▶ [Task requirements]:
1) Answer these questions using the text on negative electricity prices:
(a) What do wind power plants have to do to their blades?
(b) What does the text call the price merely a signal of?
(c) From around which month did economic and social public life come to an almost complete standstill?
2) In the text on negative electricity prices, can you reproduce the stretch from "Do Electricity Prices" through "dropped to zero."?

▶ [Page text]:
+ + + +

Although these signals arrive within seconds, the generation unit also needs time to react. In the case of a large power plant at full load, this reaction timecan be several quarters of an hour, wind power plants have to feather their blades and stop rotating, flywheels in CHPs and turbines have to run out. In addition, there are also requirements arising from the peculiarities of the network topology. Under- and oversupply never occur evenly throughout the entire power grid. Radical shutdowns of regional power supply units are impossible due to the security of supply. "Better a few hours of negative prices than a blackout in the Ruhr area" works as a rule of thumb.

However, negative electricity prices are not an expression of market failure. In contrary, they are an expression of a working electricity market: Though they are annoying for the plant operators, power traders view them more neutrally. This is because the price is merely the signal of the relationship between supply and demand. Negative prices are no immediate signal for hectic action: In a working market system, the electricity producer consciously decides whether to produce at a negative price or not. However, negative electricity prices are noteworthy if they occur at unusual times – which brings us to the spring of 2020 with high supply and low demand due to the effects of the COVID-19 pandemic.

Do Electricity Prices Work as Fever Curve of Societies?

In the spring of 2020, almost the entire world is on an unprecedented economic and social emergency stop. From around March, the economic and social public life in most countries of the world came to an almost complete standstill. For example, Germany locked down at home and while internet connections for video streaming were running hot, the power consumption of production lines, data centers, restaurant stoves, offices, and countless other large and small consumers dropped to zero.

+ + + +

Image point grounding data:
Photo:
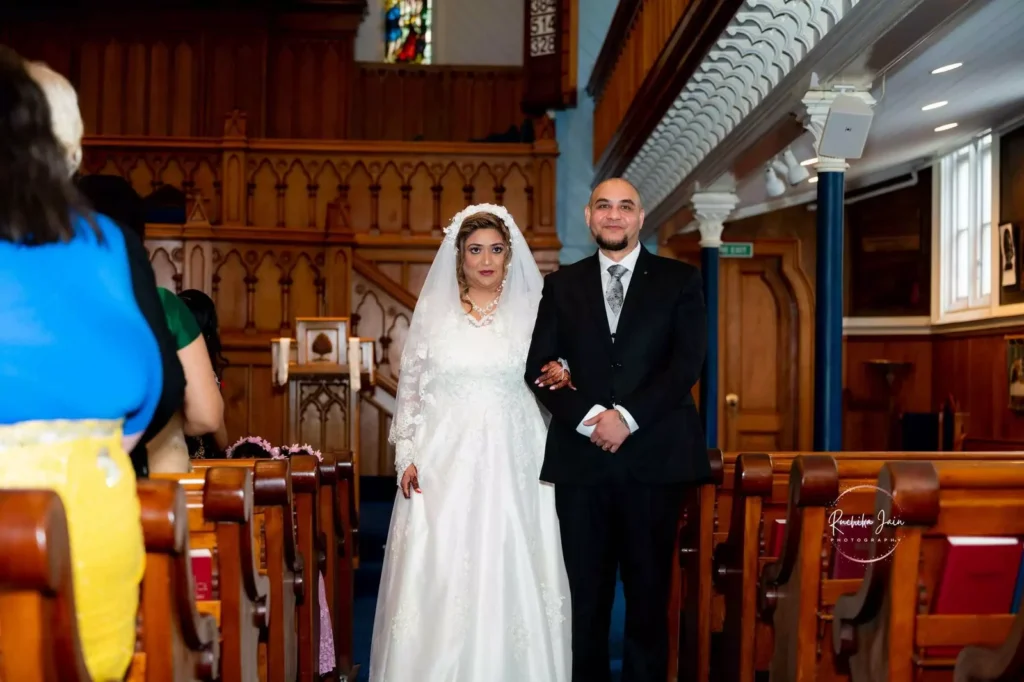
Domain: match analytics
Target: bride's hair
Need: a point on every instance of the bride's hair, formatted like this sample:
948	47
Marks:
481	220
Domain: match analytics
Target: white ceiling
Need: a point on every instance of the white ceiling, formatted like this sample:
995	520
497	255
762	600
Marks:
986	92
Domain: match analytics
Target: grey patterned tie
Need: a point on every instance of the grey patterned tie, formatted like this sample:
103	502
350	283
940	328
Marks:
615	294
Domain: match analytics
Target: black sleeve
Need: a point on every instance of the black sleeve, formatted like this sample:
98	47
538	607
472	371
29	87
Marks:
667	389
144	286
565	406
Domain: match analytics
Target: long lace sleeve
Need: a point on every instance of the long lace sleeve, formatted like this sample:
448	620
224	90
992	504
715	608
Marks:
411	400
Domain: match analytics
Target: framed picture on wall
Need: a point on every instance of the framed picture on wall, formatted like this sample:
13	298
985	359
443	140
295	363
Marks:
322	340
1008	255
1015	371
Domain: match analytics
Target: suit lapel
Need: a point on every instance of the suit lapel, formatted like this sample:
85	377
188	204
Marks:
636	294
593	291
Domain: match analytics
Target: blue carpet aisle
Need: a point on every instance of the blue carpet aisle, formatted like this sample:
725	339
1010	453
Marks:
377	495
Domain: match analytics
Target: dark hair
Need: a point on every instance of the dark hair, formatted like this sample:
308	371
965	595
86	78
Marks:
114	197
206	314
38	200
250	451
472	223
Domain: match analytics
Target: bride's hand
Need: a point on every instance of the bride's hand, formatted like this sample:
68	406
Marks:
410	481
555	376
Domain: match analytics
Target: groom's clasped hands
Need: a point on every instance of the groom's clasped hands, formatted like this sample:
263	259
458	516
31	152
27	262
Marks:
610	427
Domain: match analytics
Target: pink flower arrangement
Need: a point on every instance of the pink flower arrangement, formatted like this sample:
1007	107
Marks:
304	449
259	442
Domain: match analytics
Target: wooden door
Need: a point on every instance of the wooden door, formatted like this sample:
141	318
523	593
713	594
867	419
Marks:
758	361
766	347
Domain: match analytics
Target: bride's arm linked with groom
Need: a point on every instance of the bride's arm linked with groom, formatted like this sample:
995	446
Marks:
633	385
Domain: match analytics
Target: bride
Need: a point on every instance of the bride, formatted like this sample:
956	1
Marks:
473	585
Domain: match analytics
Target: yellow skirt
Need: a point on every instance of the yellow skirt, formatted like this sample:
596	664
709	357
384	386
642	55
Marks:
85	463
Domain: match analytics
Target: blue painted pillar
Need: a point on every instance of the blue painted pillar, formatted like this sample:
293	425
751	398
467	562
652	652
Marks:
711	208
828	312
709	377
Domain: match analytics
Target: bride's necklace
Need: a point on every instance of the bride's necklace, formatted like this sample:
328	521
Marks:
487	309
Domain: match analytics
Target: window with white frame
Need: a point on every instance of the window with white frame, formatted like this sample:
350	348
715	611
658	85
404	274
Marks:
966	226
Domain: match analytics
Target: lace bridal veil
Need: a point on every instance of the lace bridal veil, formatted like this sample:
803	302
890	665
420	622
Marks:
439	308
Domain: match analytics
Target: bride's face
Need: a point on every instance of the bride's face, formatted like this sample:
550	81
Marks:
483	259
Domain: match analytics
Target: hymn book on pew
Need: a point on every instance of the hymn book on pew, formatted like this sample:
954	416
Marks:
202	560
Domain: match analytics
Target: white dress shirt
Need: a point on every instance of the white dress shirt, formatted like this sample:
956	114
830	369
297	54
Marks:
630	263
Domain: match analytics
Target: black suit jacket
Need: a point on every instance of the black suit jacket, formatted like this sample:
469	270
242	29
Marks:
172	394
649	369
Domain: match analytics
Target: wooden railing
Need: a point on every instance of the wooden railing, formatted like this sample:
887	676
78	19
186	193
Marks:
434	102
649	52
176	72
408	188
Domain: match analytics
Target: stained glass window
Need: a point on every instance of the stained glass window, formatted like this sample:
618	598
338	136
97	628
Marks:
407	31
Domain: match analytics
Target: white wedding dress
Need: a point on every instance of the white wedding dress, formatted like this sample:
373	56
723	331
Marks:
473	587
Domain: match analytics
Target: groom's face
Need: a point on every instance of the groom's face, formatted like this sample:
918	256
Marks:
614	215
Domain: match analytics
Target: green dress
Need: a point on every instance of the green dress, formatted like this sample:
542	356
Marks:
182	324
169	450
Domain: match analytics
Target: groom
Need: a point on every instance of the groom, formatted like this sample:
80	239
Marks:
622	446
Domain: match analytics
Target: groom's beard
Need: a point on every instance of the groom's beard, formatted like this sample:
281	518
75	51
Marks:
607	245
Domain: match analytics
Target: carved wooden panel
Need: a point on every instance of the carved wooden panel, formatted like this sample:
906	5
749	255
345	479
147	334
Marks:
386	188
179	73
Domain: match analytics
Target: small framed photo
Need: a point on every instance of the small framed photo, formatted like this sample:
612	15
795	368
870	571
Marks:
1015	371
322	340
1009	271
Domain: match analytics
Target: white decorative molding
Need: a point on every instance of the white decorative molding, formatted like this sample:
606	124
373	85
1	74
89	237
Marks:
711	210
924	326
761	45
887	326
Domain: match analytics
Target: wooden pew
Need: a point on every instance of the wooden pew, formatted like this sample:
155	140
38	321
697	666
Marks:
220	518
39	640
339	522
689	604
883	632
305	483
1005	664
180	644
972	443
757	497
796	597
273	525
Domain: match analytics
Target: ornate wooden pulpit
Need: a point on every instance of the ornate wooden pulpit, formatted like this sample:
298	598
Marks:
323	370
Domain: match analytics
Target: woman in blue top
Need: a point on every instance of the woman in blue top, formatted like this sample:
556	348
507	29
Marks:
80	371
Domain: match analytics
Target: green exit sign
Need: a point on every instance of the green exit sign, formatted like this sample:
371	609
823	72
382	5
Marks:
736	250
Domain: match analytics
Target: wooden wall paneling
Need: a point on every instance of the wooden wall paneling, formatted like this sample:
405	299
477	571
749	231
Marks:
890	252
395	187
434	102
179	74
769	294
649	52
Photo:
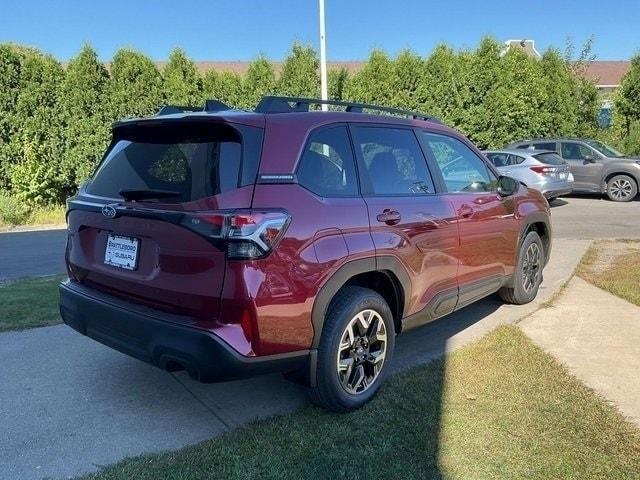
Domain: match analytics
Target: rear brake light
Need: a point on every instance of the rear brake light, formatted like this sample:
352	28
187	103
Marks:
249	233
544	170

+ + + +

▶ [Written answers]:
1)
(a) They have to feather their blades.
(b) The relationship between supply and demand.
(c) March.

2)
Do Electricity Prices Work as Fever Curve of Societies?

In the spring of 2020, almost the entire world is on an unprecedented economic and social emergency stop. From around March, the economic and social public life in most countries of the world came to an almost complete standstill. For example, Germany locked down at home and while internet connections for video streaming were running hot, the power consumption of production lines, data centers, restaurant stoves, offices, and countless other large and small consumers dropped to zero.